• Document passage:
One recent conversation, with a donor whom I will call Frank, was quite inspiring.

“Where did you serve as a missionary?” Frank asked.

“I served in Southeast Asia.”

A few minutes later, following a lively discussion about Asia, Frank interjected, “Where were you born?” The tone in his voice hinted that he was searching for a particular clue. “Are you an American citizen?” he finally asked.

It dawned on me that he couldn’t place my unique accent. Here’s why . . . .

It all started when I spent a year as a student missionary in Korea, subsequently coming back speaking Konglish (Korean-style English). With puzzled looks on their faces, people asked me where I was from.


“No, where are you originally from?”

“I was born in Kentucky, but my parents are from Michigan.”

Some continued to press. I would then explain my year in Korea and how it changed my speech.

Following my Korean experience, I shipped off to college. There, my roommate had a lisp. After two years of rooming together, I added a lisp on top of my Korean accent.
Five years later, I was still occasionally questioned about my accent. My mom even commented that I was lazy in my speech because of the lisp.

• Required tasks:
**A)** Answer these questions about the accent story:
(i) Where did the writer serve as a missionary?
(ii) How long did the writer spend as a student missionary in Korea?
(iii) How long did the writer room with the college roommate who had a lisp?
**B)** Extend the accent story, picking up after its final sentence.

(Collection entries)
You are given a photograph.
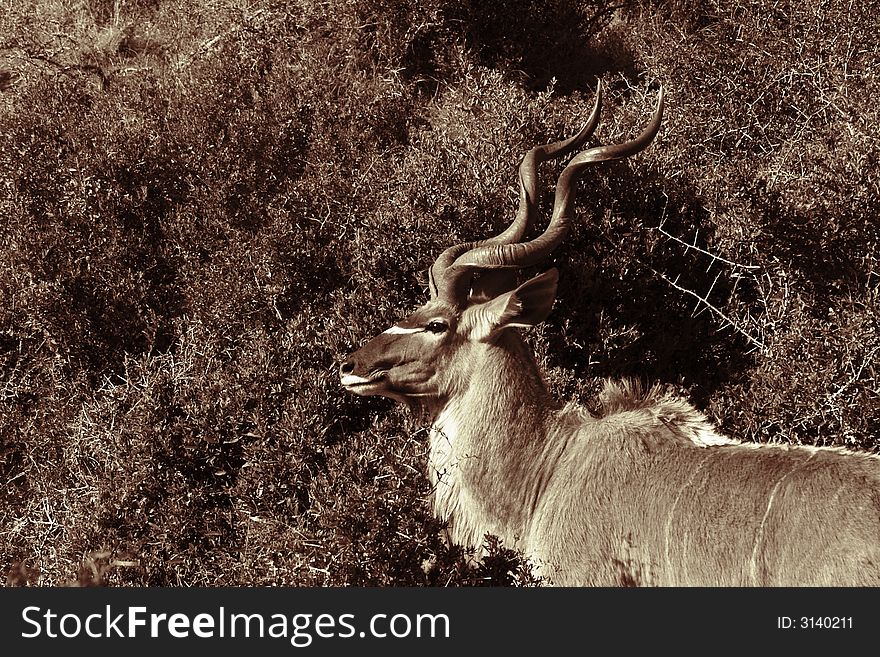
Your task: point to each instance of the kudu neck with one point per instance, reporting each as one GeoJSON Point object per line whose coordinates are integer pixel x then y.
{"type": "Point", "coordinates": [487, 443]}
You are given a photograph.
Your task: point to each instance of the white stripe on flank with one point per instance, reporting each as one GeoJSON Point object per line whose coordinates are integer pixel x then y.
{"type": "Point", "coordinates": [399, 330]}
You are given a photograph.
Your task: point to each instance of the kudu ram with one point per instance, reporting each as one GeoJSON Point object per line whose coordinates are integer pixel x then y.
{"type": "Point", "coordinates": [648, 493]}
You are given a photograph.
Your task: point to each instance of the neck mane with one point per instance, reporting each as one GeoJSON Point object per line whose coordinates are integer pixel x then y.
{"type": "Point", "coordinates": [488, 442]}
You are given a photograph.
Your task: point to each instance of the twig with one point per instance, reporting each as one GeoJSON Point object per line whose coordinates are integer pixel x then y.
{"type": "Point", "coordinates": [697, 248]}
{"type": "Point", "coordinates": [712, 308]}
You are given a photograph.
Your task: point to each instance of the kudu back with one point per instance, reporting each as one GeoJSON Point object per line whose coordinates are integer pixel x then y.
{"type": "Point", "coordinates": [647, 493]}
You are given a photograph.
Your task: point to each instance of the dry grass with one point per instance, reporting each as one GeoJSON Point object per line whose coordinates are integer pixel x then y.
{"type": "Point", "coordinates": [204, 207]}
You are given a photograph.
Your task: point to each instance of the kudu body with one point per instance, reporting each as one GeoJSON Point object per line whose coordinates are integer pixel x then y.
{"type": "Point", "coordinates": [647, 493]}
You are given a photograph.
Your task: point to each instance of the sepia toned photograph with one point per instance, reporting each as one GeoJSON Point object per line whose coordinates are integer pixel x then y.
{"type": "Point", "coordinates": [441, 293]}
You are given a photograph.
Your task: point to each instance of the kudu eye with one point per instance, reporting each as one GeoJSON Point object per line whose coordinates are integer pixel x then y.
{"type": "Point", "coordinates": [436, 326]}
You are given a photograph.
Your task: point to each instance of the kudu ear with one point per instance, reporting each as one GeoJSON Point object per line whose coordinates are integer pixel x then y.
{"type": "Point", "coordinates": [527, 305]}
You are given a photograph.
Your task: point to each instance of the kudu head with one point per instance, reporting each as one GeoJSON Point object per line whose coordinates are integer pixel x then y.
{"type": "Point", "coordinates": [474, 293]}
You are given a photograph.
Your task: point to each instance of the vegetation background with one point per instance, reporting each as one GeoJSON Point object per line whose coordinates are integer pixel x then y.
{"type": "Point", "coordinates": [204, 206]}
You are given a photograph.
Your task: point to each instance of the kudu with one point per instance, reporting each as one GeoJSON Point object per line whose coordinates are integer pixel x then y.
{"type": "Point", "coordinates": [648, 493]}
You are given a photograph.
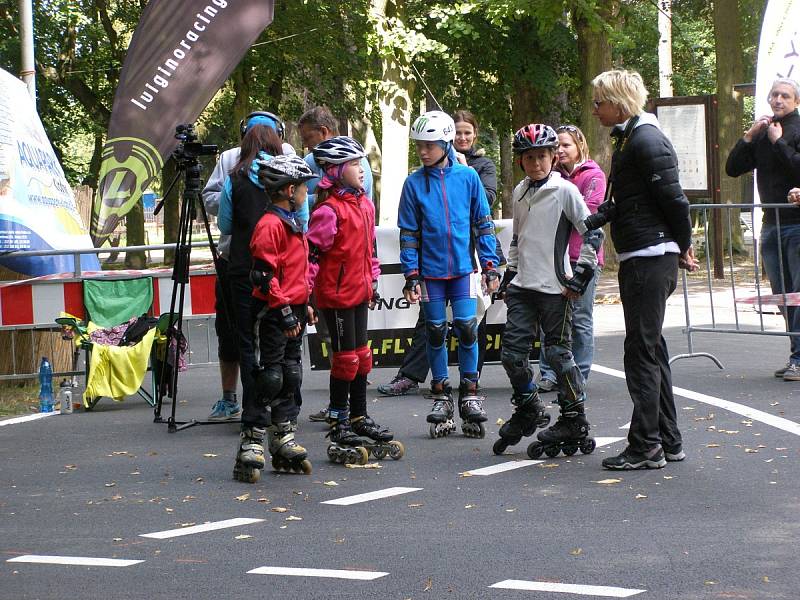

• Outputs:
**A)**
(i) Southeast Asia.
(ii) A year.
(iii) Two years.

**B)**
My next experience with language immersion took place in Southeast Asia. I was single, so I rented a room from a local farmer. This arrangement provided optimal language learning opportunities. I was constantly surrounded by the language except while teaching. Learning this foreign tongue seemed to take a long time, but I gained an easy-to-understand accent. Years later, one friend commented that I was very easy to understand. My vocabulary was still limited, but my accent was clear.

Then, it dawned on me that my lazy tongue was a blessing. God had given me the ability to subconsciously match my accent to what I hear in my environment
Frank interrupted my story.

“So, what I hear you saying is, ‘By beholding, we become changed.’”

“Exactly! It is important to choose what we behold because what should be a blessing could also be a curse. What we behold will change us either for better or for worse.”

Dear reader, my question for you today is: What are you choosing to behold?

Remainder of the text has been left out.